→ **Stated problem**
Could you write out every entry exactly as it stands?
============
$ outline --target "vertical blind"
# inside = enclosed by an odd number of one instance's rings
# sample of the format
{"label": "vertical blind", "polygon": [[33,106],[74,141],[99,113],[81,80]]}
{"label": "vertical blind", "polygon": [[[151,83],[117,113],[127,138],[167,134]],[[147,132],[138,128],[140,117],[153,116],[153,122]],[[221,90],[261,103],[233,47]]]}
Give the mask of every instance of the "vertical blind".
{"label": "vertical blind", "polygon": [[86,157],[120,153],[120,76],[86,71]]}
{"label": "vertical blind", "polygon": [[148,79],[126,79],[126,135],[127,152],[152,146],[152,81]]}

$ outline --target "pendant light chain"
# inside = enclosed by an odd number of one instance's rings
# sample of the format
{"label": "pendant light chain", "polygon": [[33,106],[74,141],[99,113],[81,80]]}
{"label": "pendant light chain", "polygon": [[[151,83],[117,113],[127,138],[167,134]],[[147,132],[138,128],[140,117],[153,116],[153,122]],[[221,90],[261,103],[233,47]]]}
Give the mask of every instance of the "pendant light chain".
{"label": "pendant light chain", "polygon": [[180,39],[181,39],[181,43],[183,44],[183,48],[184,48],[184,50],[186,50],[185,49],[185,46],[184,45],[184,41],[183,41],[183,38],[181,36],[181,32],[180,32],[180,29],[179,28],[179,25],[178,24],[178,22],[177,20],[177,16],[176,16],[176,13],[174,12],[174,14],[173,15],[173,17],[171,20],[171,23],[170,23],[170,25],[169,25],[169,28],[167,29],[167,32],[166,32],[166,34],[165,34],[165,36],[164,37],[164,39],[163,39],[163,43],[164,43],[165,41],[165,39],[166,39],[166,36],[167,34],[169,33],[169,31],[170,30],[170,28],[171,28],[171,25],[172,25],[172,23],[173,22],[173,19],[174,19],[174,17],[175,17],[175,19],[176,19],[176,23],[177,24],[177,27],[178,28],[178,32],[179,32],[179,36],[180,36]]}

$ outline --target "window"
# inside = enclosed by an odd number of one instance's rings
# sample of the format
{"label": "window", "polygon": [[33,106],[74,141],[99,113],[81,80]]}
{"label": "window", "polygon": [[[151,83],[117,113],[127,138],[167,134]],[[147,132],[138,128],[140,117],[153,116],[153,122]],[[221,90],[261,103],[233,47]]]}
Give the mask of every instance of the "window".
============
→ **In response**
$ outline --target "vertical blind"
# inside = enclosed by an odd number of one instance's rings
# sample of the format
{"label": "vertical blind", "polygon": [[33,106],[74,141],[99,113],[81,80]]}
{"label": "vertical blind", "polygon": [[[151,83],[117,113],[127,138],[167,134]],[[147,132],[138,128],[140,117],[153,116],[153,122]],[[221,90],[261,103],[233,47]]]}
Give the mask of every instance of the "vertical blind".
{"label": "vertical blind", "polygon": [[86,157],[120,153],[120,76],[86,71]]}
{"label": "vertical blind", "polygon": [[148,79],[126,79],[126,135],[127,152],[152,146],[152,81]]}

$ outline --target "pendant light chain"
# inside = enclosed by an odd number of one instance's rings
# sample of the format
{"label": "pendant light chain", "polygon": [[33,106],[74,141],[99,113],[81,80]]}
{"label": "pendant light chain", "polygon": [[[151,83],[117,113],[127,138],[167,134]],[[147,132],[138,128],[140,117],[153,116],[153,122]],[[221,90],[261,103],[233,47]]]}
Give the mask of every instance of the "pendant light chain".
{"label": "pendant light chain", "polygon": [[180,39],[181,39],[181,43],[183,44],[183,48],[184,48],[184,50],[186,50],[185,49],[185,46],[184,45],[184,41],[183,41],[183,38],[181,36],[181,32],[180,32],[180,29],[179,28],[179,25],[178,24],[178,22],[177,20],[177,16],[176,16],[176,13],[174,12],[174,14],[173,15],[173,17],[171,20],[171,23],[170,23],[170,25],[169,25],[169,28],[167,29],[167,32],[166,32],[166,34],[165,34],[165,36],[164,37],[164,39],[163,39],[163,43],[164,43],[165,41],[165,39],[166,39],[166,36],[167,34],[169,33],[169,31],[170,30],[170,28],[171,28],[171,25],[172,25],[172,23],[173,22],[173,19],[174,19],[174,17],[175,17],[175,19],[176,19],[176,23],[177,24],[177,27],[178,28],[178,32],[179,32],[179,36],[180,36]]}

$ outline --target "window"
# inside = enclosed by an odd number of one instance's rings
# sample of the format
{"label": "window", "polygon": [[33,106],[74,141],[99,113],[81,80]]}
{"label": "window", "polygon": [[[151,83],[117,113],[127,138],[167,134]],[[147,132],[138,128],[140,117],[153,116],[153,122]],[[221,90],[261,103],[233,47]]]}
Give the mask of every instance of the "window".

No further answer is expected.